*EXERCISE DESCRIPTION*: Produce a word-for-word copy of the data that follows, excluding images.

[Stored data entries]
= = = =
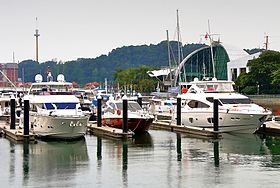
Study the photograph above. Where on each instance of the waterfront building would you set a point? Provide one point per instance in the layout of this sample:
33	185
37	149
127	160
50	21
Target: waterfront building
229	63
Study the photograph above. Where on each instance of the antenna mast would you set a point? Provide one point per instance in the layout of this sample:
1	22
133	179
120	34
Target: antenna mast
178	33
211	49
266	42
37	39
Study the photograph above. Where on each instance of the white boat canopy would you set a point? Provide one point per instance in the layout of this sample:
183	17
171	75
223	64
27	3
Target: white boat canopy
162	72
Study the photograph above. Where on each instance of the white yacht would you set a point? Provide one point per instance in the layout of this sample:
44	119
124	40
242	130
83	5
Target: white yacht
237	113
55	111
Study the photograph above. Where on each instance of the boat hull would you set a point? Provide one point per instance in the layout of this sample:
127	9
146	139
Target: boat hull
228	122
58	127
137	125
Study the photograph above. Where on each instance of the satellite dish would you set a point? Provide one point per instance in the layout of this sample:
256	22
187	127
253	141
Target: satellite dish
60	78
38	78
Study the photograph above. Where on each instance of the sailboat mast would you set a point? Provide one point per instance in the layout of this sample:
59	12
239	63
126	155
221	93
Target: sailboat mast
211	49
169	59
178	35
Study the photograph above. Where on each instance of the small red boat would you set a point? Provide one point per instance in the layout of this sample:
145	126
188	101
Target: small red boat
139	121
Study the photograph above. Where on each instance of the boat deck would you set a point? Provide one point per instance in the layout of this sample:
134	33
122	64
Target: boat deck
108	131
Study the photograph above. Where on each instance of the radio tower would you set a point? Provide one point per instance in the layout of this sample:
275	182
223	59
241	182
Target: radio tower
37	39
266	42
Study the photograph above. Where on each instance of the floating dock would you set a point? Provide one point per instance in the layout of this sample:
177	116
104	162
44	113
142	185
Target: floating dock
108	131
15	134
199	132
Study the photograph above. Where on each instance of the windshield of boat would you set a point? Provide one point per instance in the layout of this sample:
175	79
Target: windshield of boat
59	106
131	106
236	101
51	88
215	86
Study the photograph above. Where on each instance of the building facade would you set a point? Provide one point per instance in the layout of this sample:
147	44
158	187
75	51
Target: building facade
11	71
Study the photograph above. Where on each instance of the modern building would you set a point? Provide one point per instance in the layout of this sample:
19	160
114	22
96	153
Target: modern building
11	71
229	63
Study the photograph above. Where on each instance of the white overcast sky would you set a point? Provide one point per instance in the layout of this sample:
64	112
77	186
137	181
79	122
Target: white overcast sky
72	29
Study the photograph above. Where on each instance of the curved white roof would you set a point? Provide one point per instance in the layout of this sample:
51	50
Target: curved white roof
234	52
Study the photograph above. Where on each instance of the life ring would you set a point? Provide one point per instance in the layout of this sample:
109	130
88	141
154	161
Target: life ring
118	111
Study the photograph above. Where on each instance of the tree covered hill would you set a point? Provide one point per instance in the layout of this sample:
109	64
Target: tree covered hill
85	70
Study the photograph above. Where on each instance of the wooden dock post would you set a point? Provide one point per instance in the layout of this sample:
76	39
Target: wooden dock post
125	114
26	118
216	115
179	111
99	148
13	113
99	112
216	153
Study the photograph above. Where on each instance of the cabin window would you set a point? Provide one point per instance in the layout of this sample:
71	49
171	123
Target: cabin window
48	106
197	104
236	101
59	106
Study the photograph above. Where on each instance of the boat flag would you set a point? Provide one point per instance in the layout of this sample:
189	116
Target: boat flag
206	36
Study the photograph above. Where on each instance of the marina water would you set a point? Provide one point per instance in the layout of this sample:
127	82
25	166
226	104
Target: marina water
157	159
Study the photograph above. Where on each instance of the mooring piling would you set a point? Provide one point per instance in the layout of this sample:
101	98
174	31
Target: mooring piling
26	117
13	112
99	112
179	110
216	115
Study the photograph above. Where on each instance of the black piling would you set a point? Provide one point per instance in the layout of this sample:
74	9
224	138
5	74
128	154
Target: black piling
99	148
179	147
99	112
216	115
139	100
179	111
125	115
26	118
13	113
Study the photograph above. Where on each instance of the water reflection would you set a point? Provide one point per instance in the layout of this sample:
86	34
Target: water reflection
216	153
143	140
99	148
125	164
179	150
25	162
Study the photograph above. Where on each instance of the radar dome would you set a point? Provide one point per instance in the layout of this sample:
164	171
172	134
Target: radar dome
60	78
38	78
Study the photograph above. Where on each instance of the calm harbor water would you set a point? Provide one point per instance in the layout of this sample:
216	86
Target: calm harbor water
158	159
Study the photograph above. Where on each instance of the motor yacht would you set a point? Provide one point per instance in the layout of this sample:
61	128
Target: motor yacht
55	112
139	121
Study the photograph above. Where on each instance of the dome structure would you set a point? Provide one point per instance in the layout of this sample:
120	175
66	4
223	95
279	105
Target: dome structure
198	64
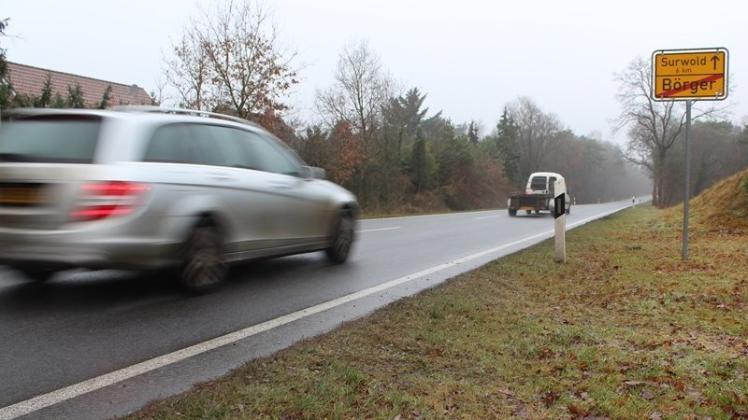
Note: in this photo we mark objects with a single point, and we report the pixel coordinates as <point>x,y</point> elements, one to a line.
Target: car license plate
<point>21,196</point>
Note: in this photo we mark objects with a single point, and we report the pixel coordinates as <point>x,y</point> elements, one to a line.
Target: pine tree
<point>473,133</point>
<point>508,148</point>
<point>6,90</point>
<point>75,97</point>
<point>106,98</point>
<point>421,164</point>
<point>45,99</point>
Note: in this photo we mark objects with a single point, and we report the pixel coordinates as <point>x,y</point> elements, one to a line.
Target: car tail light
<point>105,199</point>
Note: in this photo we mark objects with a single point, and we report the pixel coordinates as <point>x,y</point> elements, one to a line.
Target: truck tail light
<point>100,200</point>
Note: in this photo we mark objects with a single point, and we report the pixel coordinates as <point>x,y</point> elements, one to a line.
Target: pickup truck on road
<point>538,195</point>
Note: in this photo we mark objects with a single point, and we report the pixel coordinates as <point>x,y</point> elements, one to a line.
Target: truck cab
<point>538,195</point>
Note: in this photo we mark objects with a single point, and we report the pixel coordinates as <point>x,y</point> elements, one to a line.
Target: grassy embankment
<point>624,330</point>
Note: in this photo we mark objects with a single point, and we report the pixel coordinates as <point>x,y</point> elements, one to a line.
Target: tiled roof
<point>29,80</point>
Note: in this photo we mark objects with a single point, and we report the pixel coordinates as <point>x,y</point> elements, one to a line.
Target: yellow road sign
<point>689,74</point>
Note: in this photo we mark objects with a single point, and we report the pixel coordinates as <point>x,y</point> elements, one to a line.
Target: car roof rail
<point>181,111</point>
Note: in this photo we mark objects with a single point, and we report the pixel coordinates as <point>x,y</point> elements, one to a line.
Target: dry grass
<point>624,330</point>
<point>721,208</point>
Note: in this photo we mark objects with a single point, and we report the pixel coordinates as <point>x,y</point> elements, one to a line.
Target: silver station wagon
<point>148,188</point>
= = = =
*PROBLEM SOLUTION*:
Study the photograph above. Where on each instance of the waterfront building would you set a point? Provide one point per instance in the layout of this sample:
33	185
37	149
127	160
50	21
Target: waterfront building
229	63
Study the photograph above. Where on each instance of the antenna mast would you set a point? Provide one point per instance in the layout of this sample:
1	22
133	179
120	34
Target: antenna mast
178	33
211	49
266	42
37	39
Study the photograph above. Where on each instance of the white boat canopy would you set a point? Provide one point per instance in the layout of this sample:
183	17
171	75
223	64
27	3
Target: white boat canopy
162	72
Study the photograph above. Where on each instance of the white yacht would you set a point? Provide one point per instance in the layout of this sample:
44	119
124	40
242	130
83	5
Target: white yacht
237	113
55	111
Study the photograph above. Where on each instance of the boat hull would you set a point? Provide one point per instance in the layout of this sample:
127	9
146	139
Target: boat hull
228	122
58	127
137	125
Study the photograph above. Where on each instance of the satellite dish would you set a point? Provide one point per instance in the layout of this sample:
256	22
187	127
253	141
Target: satellite dish
60	78
38	78
Study the photograph above. Where on each instance of the sailboat mast would you set a point? Provide one point per instance in the layout of this sample:
59	12
239	63
126	155
221	93
Target: sailboat mast
211	49
169	59
178	35
Study the photograph above. Where on each instance of the small red boat would you set a point? Provide one point per instance in the layout of this sample:
145	126
188	101
Target: small red boat
139	121
Study the photograph above. Where on each instance of the boat deck would you set a point? Provide one point per instance in the layout of this sample:
134	33
122	64
Target: boat deck
108	131
Study the photograph above. Where on each instance of the radio tower would you set a point? Provide one point per instance in the layout of this sample:
275	182
223	59
241	182
Target: radio tower
37	39
266	42
Study the photograph above. Where on each instance of the floating dock would you set a point? Provide one point per instance in the layout of this sample:
177	116
104	162
44	113
142	185
Target: floating dock
108	131
15	134
199	132
Study the photograph above. Where on each instance of the windshield of boat would you set a point? Provide one point per instance in the layout of this sample:
175	79
Target: windshield of boat
59	106
131	106
236	101
51	88
215	86
Study the photograph above. Where on each instance of the building facade would you set a point? Provide one point per instance in the layout of this sample:
147	44
158	187
75	51
Target: building facade
11	71
Study the photograph above. Where on each instance of the modern building would you set a point? Provide one point per instance in the layout of this sample:
19	160
114	22
96	153
Target: modern building
11	71
229	63
Study the photograph above. Where on each instance of the white overcast sky would you set a point? Provide one point per instance in the layout of this sample:
64	112
77	186
137	181
79	122
Target: white overcast sky
72	29
Study the photograph above. Where on each instance of the curved white roof would you set a point? Provide one point per instance in the layout of this sample:
51	50
Target: curved white roof
234	52
Study the photograph above. Where on each instance of the life ring would you set a point? Provide one point per instance in the layout of this sample:
109	130
88	141
154	161
Target: life ring
118	111
Study the photograph above. Where on each instance of the tree covered hill would you set a point? Provide one point per instance in the layout of this sample:
109	64
Target: tree covered hill
85	70
Study the photograph above. Where on each instance of the wooden dock post would you set a point? Provide one point per instance in the layout of this sample:
76	39
Target: wooden dock post
125	114
26	118
216	115
179	111
99	148
13	113
99	112
216	153
Study the photograph above. Where on each instance of the cabin window would you set a point? Provide one point per instance in the layout of this sample:
71	49
171	123
Target: cabin window
48	106
197	104
236	101
59	106
Study the photograph above. Where on each instance of the boat flag would you set a point? Provide one point per instance in the layout of this sample:
189	116
Target: boat flag
206	36
Study the photograph above. Where on each instance of the marina water would you set a point? Provide one point per instance in the layout of this sample:
127	82
25	166
226	104
Target: marina water
157	159
Study the photograph above. Where on each instance of the mooring piling would you set a point? Provide one point per instance in the layout of this sample:
101	98
174	31
Target: mooring piling
26	117
13	112
99	112
179	110
216	115
Study the photograph above. Where on each instance of the black piling would you set a point? Provide one point per instance in the layout of this sample:
74	9
224	138
5	74
128	154
Target: black piling
99	148
179	147
99	112
216	115
139	100
179	111
125	115
26	118
13	113
Study the photograph above. Where on each instance of the water reflection would you set a point? Provide one point per instance in the layout of this sample:
86	34
Target: water reflection
216	153
143	140
99	148
125	164
179	150
25	162
Study the photograph above. Where on each instance of the radar dome would you set a point? Provide one point per instance in the layout of this sample:
164	171
172	134
Target: radar dome
60	78
38	78
Study the photograph above. Where on each instance of the calm harbor water would you set a point? Provide one point per instance in the layout of this sample:
216	86
Target: calm harbor water
158	159
Study the photograph above. Where on each instance of the motor yacht would you set a point? Provide one point per instance in the layout of this sample:
61	128
Target: motor yacht
55	112
139	121
Study the photograph above. Where on each instance of the dome structure would you set a point? Provide one point per instance in the layout of this sample:
120	175
66	4
223	95
279	105
Target: dome structure
198	64
Note: in this photo we mark objects with a single point, and we report the pixel coordinates as <point>x,y</point> elements, one to a line.
Target: car license plate
<point>21,196</point>
Note: in this photo we mark objects with a single point, and we report the pixel coordinates as <point>x,y</point> elements, one to a line.
Target: pine tree
<point>473,133</point>
<point>508,148</point>
<point>6,90</point>
<point>75,97</point>
<point>106,98</point>
<point>421,164</point>
<point>45,99</point>
Note: in this photo we mark objects with a single point, and we report the pixel coordinates as <point>x,y</point> elements, one to a line.
Target: car tail light
<point>105,199</point>
Note: in this photo we mark objects with a single point, and we report the pixel coordinates as <point>x,y</point> elements, one to a line.
Target: truck tail light
<point>100,200</point>
Note: in this photo we mark objects with a single point, and we report the pixel coordinates as <point>x,y</point> elements, one to a line.
Target: pickup truck on road
<point>538,195</point>
Note: in this photo we mark objects with a single point, and we report the pixel coordinates as <point>x,y</point> elements, one to a line.
Target: truck cab
<point>538,195</point>
Note: in this photo we mark objects with a single point, and we report the pixel coordinates as <point>x,y</point> elements, one to a line.
Target: grassy embankment
<point>624,330</point>
Note: in this photo we mark objects with a single point, and we report the pixel coordinates as <point>x,y</point> elements, one to a line.
Target: tiled roof
<point>29,80</point>
Note: in this photo we mark objects with a single point, and we report the pixel coordinates as <point>x,y</point> elements, one to a line.
Target: yellow road sign
<point>689,74</point>
Note: in this photo we mark objects with a single point, and we report the pixel coordinates as <point>x,y</point> elements, one to a line.
Target: car roof rail
<point>181,111</point>
Note: in this photo we mark objects with a single point, and we report the pixel coordinates as <point>x,y</point> elements, one to a line.
Target: dry grass
<point>624,330</point>
<point>721,208</point>
Note: in this photo we mark objects with a single point, and we report the pixel coordinates as <point>x,y</point> elements, one to a line.
Target: silver station wagon
<point>148,188</point>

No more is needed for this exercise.